This is what happened.

“A metal rack fell on my head at work and knocked me out,” says Nguyen. “I don’t remember how long I was unconscious for but I went back to my office and told my boss. He wanted to call an ambulance but I thought I was OK.”

By this action alone, you could say that Nguyen was dedicated and loyal to his job. And you could describe him as a “brainiac”. He was an IT systems engineer at Northrop Grumman--the fourth-largest defense contractor in the world with about 100,000 employees worldwide--and he was working on a very big satellite project. Because his work was so specialized, a traumatic brain injury, or TBI, was indeed nothing short of traumatic.

“That night I went home and vomited and passed out again,” Nguyen explains. “I told my son what happened at work and if I pass out again to drive me to ER. But I seemed alright that night and went back to work the next day. But I couldn’t work, I knew something was wrong. I couldn’t focus, my head hurt, my ears were ringing and it felt like I had water in my ears. My whole body ached. I thought these symptoms would pass, but I also thought it would be best to see the company nurse. She sent me to the company doctor. He told me to go to the hospital for a CAT Scan and take time off work. Then the company doctor sent me to a neurologist.”

The neurologist told Nguyen that he had suffered a concussion and diagnosed him with a TBI. He was out of work on short term disability--from Unum--for a few months.

“I am sorry but I don’t remember much, everything is confusing,” says Nguyen. “The neurologist sent me to yet another neurologist because my arms were numb but I had to pay the second neurologist out-of-pocket because he wasn’t hired by the company and Unum wouldn’t cover it.

-- Brief --
Continue the account of Nguyen's head injury at work, picking up after its final sentence.

Stored data
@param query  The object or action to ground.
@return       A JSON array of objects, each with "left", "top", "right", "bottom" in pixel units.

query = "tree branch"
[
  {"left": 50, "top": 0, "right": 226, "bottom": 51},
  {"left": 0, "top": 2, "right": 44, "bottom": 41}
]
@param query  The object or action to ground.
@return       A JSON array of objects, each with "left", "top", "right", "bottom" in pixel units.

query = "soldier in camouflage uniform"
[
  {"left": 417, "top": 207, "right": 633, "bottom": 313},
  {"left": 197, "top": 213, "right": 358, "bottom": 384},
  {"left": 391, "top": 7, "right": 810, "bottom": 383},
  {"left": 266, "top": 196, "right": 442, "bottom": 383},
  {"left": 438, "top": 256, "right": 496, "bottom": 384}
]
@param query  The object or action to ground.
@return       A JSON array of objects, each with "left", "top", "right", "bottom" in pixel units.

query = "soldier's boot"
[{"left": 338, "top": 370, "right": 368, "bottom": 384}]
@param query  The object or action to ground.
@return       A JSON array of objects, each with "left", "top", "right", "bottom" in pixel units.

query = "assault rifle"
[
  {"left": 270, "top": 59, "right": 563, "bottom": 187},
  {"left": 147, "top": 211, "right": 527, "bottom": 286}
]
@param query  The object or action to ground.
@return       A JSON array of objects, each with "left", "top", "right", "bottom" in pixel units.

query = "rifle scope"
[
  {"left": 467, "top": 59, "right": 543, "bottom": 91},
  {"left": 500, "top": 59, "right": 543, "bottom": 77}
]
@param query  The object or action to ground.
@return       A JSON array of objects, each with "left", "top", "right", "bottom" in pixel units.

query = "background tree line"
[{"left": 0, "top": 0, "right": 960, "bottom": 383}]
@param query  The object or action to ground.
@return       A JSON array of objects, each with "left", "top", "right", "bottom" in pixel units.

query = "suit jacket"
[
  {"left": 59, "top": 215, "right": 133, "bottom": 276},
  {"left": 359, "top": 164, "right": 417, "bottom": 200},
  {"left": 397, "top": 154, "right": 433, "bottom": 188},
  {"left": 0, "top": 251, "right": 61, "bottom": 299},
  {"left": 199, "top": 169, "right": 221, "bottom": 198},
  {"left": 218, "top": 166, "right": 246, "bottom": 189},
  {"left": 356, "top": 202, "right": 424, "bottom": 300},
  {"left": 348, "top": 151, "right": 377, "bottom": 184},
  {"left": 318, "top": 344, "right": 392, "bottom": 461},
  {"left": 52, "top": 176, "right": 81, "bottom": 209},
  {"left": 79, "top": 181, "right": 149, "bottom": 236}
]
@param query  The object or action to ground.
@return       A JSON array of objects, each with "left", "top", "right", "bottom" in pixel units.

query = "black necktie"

-- Answer section --
"I had four surgeries over the next few months on both arms because the nerves were damaged from the head injury--my neck was damaged. After the fourth surgery I had some tests to determine whether I could go back to work, full time or not. My medical report said I could only go back with “modified work”, meaning less hours and a lighter job.”

Six months after his injury Unum started to pay Nguyen long term disability benefits. When the company received his medical report that stated “modified work only” they laid him off. And Unum stopped paying his benefits immediately. In typical Unum style, he didn’t receive any notice. No one told Nguyen that he had the right to appeal, or that he should seek help from an attorney.

“At that time I didn’t know how to handle anything and I didn’t know where to turn for help,” says Nguyen. "My children loaned me money to survive during that time and I never went back to work. I am completely disabled."

Unum paid about half his salary, $50,000, for one year before they cut him off. Now he receives $1,800 per month from social security. Nguyen says he was born in 1950 (he couldn’t figure out his age when asked) and planned to work for many more years.

“I didn’t want to retire at this age,” he says. I worked 19 years for that company. I just don’t know why they treated me so badly. I worked very hard for them, six days a week, sometimes 60 hours a week without any overtime pay. When they laid me off it felt like they killed me. Everyone I talked to were mad with Northrop Grumman for getting rid of me. They are still very upset but what can they do?“

On its website, Northrop Grumman says corporate responsibility is key and it “takes pride in conducting our business with a broad perspective, taking into account our employees.” Wait, there is more.

“We remain committed to maintaining the highest of ethical standards…and becoming an ideal corporate citizen…acting with integrity in all we do, valuing our people...and our commitment to our employees, our customers and the communities in which we live and work. As we continue to grow and evolve, the responsibility we feel to serve our communities and help those in need grows with us.”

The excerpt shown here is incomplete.